===== PAGE EXCERPT =====

The Oyster July 27th - August 19th

If you have a pet llama, then you should try to avoid wearing red on Friday. This may seem an unreasonable request, but you really want the violent and bloody death of an innocent llama on your conscience? You will not meet any world leaders this week. Try to deal with this unsatisfying news by remaining calm and not attacking anyone with a sporting accessory. This week, if you meet a Squid that looks at all like Colin L. Powell then you might be in for some fun times. If however, you meet a Squid that resembles Tiger Woods, then you will almost certainly become violently ill before the end of the week.


The Scallop August 20th - October 1st

Don't be surprised when an accidental slip on a calculator this week could lead to a diplomatic incident involving the French Navy. If you were a vegetable, you'd probably be a tomato. Watch that you don't get squashed this week. You will come to the defense of a Barnacle this week when a common friend insults them for "not being a true Mollusk".


The Octopus October 1st - October 29th

In a parallel universe you were born as Charles Dickens. Don't get too excited, because you are still living in this universe. Take the time to make some sense of what you want to say. And cast your words away upon the waves. Given the choice, you might think that you would have preferred to be born as Michelangelo, but the reality is that you would end up spending a lot more money on lubrication products.


The Mussel October 30th - December 1st

Ignite your enthusiasm this week by planning a trip, but avoid buses, trains, and planes as these might bring you danger. This is a great week for trying something completely new such as listening to jazz, ballroom dancing, or invading a neighboring country. You will kill yourself if you arrive late for work this week so purchase 7 alarm clocks to be on the safe side.

===== LISTING =====

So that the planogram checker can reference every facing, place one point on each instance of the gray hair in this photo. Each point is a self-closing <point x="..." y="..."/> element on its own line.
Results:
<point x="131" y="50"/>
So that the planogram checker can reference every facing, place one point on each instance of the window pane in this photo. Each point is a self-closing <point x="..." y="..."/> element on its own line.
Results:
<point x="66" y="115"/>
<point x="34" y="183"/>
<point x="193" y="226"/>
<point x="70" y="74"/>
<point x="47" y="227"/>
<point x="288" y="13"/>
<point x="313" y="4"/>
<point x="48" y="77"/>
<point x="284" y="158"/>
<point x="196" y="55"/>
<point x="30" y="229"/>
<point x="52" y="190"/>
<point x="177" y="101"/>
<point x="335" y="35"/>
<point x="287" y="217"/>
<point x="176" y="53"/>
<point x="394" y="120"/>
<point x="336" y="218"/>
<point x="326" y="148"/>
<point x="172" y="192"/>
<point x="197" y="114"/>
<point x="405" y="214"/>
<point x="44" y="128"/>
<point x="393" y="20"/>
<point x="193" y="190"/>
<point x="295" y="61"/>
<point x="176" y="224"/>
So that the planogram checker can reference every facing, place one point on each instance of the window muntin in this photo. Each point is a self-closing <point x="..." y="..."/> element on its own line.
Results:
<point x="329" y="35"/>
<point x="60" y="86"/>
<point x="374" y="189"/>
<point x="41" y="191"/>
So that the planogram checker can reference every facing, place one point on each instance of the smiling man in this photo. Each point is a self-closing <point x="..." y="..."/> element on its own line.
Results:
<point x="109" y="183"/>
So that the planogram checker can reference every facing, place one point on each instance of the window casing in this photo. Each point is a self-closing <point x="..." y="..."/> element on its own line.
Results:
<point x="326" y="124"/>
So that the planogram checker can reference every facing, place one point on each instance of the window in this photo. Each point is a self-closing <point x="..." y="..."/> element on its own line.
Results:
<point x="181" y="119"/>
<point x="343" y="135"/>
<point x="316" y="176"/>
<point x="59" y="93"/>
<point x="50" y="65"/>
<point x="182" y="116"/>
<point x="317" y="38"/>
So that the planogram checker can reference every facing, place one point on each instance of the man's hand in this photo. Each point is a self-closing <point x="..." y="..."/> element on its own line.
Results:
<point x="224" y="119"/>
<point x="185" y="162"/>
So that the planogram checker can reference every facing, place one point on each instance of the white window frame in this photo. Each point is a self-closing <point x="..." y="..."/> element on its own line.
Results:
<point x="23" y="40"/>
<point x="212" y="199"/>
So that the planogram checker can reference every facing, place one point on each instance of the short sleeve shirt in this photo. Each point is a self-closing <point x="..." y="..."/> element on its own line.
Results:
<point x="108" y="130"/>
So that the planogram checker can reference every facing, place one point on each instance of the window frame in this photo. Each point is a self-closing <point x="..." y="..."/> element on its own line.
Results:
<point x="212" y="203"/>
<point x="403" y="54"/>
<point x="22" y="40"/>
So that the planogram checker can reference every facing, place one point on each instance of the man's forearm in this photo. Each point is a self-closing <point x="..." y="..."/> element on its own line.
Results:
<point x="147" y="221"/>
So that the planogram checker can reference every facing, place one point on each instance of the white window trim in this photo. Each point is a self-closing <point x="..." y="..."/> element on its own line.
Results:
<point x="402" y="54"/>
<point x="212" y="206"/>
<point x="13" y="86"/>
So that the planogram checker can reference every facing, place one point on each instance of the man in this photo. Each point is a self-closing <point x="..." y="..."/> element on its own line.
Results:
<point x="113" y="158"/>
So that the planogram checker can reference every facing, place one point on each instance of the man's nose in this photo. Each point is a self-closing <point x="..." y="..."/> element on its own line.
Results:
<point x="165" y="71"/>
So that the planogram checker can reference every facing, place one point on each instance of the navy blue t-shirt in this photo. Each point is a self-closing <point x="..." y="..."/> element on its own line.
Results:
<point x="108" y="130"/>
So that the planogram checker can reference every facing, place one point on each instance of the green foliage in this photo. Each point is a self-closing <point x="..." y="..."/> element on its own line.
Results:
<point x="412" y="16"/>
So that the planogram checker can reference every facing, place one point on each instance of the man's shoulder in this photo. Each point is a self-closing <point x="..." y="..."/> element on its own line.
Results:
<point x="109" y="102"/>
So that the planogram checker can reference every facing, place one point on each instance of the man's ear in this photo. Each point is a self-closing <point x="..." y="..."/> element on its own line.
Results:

=====

TASK TO CARRY OUT = Please reproduce the passage of the mollusk horoscopes above between "Don't be surprised" and "on lubrication products.", inclusive.

SOLUTION FOR THIS TASK =
Don't be surprised when an accidental slip on a calculator this week could lead to a diplomatic incident involving the French Navy. If you were a vegetable, you'd probably be a tomato. Watch that you don't get squashed this week. You will come to the defense of a Barnacle this week when a common friend insults them for "not being a true Mollusk".


The Octopus October 1st - October 29th

In a parallel universe you were born as Charles Dickens. Don't get too excited, because you are still living in this universe. Take the time to make some sense of what you want to say. And cast your words away upon the waves. Given the choice, you might think that you would have preferred to be born as Michelangelo, but the reality is that you would end up spending a lot more money on lubrication products.